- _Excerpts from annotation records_
+ + +

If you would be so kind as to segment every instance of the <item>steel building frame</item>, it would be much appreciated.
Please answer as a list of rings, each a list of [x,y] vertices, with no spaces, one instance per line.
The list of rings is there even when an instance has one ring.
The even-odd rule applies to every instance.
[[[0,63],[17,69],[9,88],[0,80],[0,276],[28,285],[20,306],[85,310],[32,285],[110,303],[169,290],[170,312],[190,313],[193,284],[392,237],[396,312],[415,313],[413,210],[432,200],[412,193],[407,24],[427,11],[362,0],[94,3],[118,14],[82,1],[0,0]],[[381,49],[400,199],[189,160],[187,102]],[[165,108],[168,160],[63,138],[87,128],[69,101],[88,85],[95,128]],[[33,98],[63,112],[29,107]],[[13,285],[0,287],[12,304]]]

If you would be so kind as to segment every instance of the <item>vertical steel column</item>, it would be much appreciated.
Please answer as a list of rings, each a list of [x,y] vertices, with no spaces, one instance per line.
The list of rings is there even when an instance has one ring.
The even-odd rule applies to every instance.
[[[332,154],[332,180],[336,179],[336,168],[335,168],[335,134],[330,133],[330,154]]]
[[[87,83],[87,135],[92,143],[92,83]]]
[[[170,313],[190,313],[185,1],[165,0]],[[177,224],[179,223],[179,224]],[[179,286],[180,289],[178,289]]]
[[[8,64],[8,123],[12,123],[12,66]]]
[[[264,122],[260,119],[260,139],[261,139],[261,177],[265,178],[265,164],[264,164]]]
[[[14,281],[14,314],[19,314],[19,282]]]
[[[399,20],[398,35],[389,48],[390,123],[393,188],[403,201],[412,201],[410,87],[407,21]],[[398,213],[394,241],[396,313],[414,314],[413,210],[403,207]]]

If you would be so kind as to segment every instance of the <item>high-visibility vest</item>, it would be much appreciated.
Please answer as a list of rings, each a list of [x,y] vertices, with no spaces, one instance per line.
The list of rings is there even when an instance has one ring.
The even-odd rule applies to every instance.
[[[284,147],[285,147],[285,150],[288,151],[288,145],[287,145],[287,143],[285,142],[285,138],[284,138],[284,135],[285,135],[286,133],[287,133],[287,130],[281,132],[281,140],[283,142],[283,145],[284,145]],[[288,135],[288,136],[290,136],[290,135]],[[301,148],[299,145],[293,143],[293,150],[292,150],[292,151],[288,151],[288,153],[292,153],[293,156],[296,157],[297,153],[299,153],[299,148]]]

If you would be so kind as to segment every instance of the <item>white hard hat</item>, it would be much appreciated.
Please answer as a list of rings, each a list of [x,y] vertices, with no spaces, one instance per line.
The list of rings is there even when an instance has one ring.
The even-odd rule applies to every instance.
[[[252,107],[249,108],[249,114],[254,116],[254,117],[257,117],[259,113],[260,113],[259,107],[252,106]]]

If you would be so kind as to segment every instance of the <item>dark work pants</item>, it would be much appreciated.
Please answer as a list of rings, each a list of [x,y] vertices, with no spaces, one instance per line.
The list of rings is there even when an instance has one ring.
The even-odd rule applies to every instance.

+ + +

- _Exercise instructions_
Starting at the line that contains "pants</item>, it would be much appreciated." and continuing through the last line of the records, lay out those lines as a numbered list, with both ends included. Leave out any blank lines.

- _Final answer_
1. If you would be so kind as to segment every instance of the <item>dark work pants</item>, it would be much appreciated.
2. Please answer as a list of rings, each a list of [x,y] vertices, with no spaces, one instance per line.
3. The list of rings is there even when an instance has one ring.
4. The even-odd rule applies to every instance.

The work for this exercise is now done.